Wai Chee Dimock is visiting Fredonia this week as the keynote speaker for "Remapping World Literature," the 4th annual Mary Louise White Symposium organized by the English department. I'll be on a roundtable with her and several of my colleagues in a few minutes, as we examine together the implications of her work for teaching strategies, course design, curriculum, professional development, and strategic planning in English at Fredonia. Although I'll be improvising my comments, I thought I'd better take a shot at organizing them, however haphazardly, here first. But first some ideas that aren't going to be making it into my talk. Better to get them out here so I'm not tempted to use up my 5-7 minutes on them.
Free Association
For much of my first year in grad school, I was so overwhelmed by all that I was trying to take in that I could only think associatively. It was actually a pretty pleasant experience, if exasperating, mostly because it was a shared one: all my friends in the entering class had the same condition. We'd get together and start making whatever random connections between literature, theory, music, video games, tv, film, and sports came to our minds. It was our way of making sense of what we were learning and living through, I guess. Group brainstorming, or something. Sometimes we'd even come up with good ideas, but that wasn't exactly the point.

Provided records
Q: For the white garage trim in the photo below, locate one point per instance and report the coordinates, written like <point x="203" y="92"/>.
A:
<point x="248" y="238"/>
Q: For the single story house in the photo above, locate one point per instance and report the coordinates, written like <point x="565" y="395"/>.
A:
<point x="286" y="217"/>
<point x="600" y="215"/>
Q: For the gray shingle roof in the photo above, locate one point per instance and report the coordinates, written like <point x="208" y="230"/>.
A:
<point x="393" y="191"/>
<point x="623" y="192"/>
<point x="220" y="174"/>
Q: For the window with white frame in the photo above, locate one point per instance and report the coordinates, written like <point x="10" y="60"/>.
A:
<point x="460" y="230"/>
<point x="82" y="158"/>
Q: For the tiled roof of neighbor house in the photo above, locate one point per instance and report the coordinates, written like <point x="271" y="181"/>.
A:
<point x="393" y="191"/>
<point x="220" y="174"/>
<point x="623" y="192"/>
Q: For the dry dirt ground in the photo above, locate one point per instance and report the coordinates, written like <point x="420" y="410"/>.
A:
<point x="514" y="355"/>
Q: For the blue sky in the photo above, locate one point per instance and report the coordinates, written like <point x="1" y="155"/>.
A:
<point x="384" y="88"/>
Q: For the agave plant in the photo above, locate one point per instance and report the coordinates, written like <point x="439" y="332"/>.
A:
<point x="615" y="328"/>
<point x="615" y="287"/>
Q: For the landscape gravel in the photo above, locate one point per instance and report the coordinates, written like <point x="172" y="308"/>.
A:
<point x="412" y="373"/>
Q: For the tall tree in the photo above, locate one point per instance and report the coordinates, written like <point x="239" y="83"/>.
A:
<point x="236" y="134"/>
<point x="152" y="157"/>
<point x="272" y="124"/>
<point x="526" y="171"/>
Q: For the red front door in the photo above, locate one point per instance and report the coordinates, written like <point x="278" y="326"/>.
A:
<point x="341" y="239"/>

Directives
**A)** List the areas of English at Fredonia in which the roundtable in the symposium post will examine the implications of Dimock's work.
**B)** Answer these questions from the symposium post:
(i) Which annual Mary Louise White Symposium is "Remapping World Literature"?
(ii) How many minutes does the writer have for the talk?
(iii) During what period could the writer think only associatively?
**C)** In the symposium post, copy the passage from "Wai Chee Dimock" to "minutes on them.".

Exercise answers
**A)** teaching strategies, course design, curriculum, professional development, strategic planning

**B)**
(i) The 4th
(ii) 5-7 minutes
(iii) Much of the writer's first year in grad school

**C)**
Wai Chee Dimock is visiting Fredonia this week as the keynote speaker for "Remapping World Literature," the 4th annual Mary Louise White Symposium organized by the English department. I'll be on a roundtable with her and several of my colleagues in a few minutes, as we examine together the implications of her work for teaching strategies, course design, curriculum, professional development, and strategic planning in English at Fredonia. Although I'll be improvising my comments, I thought I'd better take a shot at organizing them, however haphazardly, here first. But first some ideas that aren't going to be making it into my talk. Better to get them out here so I'm not tempted to use up my 5-7 minutes on them.